[start]

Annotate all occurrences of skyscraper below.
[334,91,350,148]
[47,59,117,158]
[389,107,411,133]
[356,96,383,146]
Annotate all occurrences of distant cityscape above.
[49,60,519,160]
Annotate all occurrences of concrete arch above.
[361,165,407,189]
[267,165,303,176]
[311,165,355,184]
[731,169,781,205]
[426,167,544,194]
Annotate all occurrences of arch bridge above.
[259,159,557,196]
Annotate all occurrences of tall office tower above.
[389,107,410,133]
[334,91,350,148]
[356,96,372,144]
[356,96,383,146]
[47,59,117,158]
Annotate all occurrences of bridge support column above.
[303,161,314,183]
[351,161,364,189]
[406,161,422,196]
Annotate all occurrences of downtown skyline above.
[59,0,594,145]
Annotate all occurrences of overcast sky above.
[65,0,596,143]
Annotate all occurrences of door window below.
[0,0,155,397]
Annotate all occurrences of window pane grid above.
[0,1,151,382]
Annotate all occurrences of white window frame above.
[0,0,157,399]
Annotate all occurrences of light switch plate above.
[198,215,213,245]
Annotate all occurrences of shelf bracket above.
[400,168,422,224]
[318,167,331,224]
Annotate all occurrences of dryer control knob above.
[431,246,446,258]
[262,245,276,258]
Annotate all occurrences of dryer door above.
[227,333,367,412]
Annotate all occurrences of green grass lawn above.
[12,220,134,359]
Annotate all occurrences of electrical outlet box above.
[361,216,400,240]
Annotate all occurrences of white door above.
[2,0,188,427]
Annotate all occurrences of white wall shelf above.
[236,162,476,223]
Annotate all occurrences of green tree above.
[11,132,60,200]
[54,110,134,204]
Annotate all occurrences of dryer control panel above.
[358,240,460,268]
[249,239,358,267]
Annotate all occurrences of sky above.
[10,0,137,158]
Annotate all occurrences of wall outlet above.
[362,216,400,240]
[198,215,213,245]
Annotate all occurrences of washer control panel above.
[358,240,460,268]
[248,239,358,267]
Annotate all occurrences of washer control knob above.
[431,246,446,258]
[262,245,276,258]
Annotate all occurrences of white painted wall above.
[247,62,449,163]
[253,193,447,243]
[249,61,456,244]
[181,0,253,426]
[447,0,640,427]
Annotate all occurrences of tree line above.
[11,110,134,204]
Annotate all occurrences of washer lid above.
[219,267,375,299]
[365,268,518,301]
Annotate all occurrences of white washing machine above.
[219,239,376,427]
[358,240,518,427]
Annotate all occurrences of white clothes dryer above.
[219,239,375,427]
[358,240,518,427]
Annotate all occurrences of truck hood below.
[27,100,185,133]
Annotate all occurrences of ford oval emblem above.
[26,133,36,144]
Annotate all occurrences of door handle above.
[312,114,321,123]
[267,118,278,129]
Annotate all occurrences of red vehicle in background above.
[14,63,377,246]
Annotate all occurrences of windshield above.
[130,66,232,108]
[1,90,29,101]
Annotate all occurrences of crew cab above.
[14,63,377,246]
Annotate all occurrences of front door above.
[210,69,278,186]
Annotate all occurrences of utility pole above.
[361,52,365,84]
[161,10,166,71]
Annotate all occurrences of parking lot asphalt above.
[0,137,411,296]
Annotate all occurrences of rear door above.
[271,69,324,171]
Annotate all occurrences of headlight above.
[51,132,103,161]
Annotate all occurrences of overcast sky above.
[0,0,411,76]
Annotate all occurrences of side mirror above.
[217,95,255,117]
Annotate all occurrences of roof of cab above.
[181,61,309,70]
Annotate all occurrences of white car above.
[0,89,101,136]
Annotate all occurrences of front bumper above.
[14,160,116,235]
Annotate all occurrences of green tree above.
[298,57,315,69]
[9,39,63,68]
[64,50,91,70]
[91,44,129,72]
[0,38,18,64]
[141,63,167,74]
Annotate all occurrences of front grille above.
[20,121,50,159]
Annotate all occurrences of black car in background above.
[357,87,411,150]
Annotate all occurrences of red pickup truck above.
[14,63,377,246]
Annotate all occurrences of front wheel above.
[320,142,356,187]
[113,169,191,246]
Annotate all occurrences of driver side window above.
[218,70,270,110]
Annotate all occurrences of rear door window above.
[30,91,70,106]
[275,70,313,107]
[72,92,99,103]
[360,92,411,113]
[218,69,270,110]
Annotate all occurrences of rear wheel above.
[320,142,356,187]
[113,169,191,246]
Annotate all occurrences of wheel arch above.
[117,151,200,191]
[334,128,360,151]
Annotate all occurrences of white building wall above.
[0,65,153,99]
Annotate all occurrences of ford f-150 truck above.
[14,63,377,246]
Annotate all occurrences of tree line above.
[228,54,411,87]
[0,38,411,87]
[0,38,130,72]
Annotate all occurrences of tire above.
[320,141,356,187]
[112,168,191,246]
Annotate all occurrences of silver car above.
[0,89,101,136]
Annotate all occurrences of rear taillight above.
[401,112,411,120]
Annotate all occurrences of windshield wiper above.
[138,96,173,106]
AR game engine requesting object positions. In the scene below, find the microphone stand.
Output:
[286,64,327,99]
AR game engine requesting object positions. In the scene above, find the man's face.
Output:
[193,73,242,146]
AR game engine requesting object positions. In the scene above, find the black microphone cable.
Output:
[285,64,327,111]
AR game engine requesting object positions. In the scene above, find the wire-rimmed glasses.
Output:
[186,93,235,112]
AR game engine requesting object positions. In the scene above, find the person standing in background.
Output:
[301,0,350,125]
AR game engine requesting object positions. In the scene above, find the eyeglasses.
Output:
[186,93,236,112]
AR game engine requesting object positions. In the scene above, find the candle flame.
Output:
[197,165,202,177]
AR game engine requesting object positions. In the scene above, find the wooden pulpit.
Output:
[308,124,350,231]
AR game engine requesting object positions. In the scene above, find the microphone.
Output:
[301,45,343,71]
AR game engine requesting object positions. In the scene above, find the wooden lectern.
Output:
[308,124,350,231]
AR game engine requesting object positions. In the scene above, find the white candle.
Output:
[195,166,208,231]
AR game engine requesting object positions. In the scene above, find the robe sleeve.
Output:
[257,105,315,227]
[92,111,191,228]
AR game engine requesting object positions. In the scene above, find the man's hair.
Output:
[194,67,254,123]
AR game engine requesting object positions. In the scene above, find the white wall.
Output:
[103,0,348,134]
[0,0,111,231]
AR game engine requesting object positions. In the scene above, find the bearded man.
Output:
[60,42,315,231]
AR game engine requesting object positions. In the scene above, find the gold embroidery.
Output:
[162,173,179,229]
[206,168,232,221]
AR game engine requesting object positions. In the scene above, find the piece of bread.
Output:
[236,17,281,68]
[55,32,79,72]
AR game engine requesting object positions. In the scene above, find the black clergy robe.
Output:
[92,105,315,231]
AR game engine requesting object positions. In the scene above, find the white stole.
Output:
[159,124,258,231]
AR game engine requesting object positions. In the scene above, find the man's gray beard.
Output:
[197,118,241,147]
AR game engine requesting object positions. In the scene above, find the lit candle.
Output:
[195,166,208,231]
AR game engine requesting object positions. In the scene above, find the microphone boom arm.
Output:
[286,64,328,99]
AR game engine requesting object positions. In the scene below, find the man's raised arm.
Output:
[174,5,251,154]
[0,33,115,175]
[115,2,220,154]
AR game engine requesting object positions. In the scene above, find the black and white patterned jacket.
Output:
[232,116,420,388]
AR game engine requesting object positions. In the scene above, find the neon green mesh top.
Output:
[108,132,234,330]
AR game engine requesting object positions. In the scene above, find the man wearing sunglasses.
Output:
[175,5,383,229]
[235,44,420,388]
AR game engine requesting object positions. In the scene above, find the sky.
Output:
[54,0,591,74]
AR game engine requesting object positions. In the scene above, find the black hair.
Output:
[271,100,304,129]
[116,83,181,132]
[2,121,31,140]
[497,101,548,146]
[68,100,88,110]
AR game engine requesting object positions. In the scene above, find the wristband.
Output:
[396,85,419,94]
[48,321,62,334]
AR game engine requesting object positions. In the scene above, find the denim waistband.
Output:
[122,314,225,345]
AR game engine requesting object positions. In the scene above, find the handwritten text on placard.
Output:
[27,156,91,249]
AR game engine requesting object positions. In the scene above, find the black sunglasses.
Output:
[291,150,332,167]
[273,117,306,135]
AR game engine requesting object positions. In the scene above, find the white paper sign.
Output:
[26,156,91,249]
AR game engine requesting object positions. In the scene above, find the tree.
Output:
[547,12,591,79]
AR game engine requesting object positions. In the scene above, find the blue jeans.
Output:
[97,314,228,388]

[end]

> **What is being asked**
Write the lines out exactly, from the one with "find the wristband." down to the last line of the listing, and leave out all others.

> **Finished answer**
AR game engine requesting object positions. In the scene above, find the wristband.
Output:
[396,85,419,94]
[48,321,62,334]
AR game engine requesting object positions. In the scene above, find the denim waistband.
Output:
[122,314,225,345]
AR game engine requesting object positions. In the scene above, find the handwritten text on placard.
Output:
[27,156,91,249]
AR game engine requesting object positions. In the scene above, find the black sunglasses.
Output:
[291,150,332,167]
[273,117,306,135]
AR game engine requesting object positions. In the scene above, find the white paper sign.
Output:
[26,156,91,249]
AR game engine requesting object positions. In the scene above, find the tree.
Output:
[547,12,591,79]
AR game engine requesting object positions. In the scene above, find the blue jeans.
Output:
[97,314,228,388]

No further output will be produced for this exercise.